### Request
Render the entries below, from the start of the entries through the line containing "column 80, row 78", as a two-column CSV with the headers text and answer, one row per entry, each entry's wording and its answer in a single quoted field with line breaks replaced by spaces. Leave the pictures out.

## Start

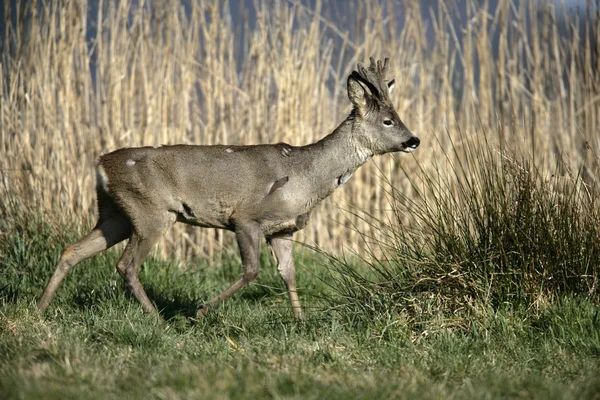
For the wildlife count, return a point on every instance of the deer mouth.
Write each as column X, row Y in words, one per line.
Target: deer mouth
column 411, row 145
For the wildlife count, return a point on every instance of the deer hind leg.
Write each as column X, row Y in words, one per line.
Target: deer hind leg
column 107, row 233
column 128, row 266
column 281, row 247
column 248, row 236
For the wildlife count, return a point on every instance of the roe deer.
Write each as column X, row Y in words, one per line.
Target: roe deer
column 254, row 191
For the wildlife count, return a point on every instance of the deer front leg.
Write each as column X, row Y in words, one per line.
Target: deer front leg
column 282, row 249
column 248, row 236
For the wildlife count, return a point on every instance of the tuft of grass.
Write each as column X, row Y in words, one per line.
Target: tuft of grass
column 485, row 233
column 95, row 342
column 80, row 78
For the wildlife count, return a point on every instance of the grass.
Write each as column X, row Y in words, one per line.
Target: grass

## End

### Expected output
text,answer
"For the wildlife count, return a point on every instance of the deer mouth. Write each as column X, row Y in words, one per line. Target: deer mouth","column 411, row 145"
"For the wildlife count, return a point on every instance of the deer hind leg. Write each as column X, row Y in words, one per line. Target: deer hind leg","column 107, row 233 column 128, row 266 column 281, row 247 column 248, row 236"
"For the wildlife count, return a point on every instance of the roe deer. Write each as column X, row Y in words, one per line. Target: roe deer","column 254, row 191"
"For the wildlife count, return a point on every instance of the deer front leg. Write each as column X, row Y in words, one per line. Target: deer front leg","column 282, row 249 column 248, row 236"
"For the wildlife count, return a point on every instance of the tuft of grass. Write each as column X, row Y in words, one per line. Target: tuft of grass","column 485, row 233 column 95, row 342 column 80, row 78"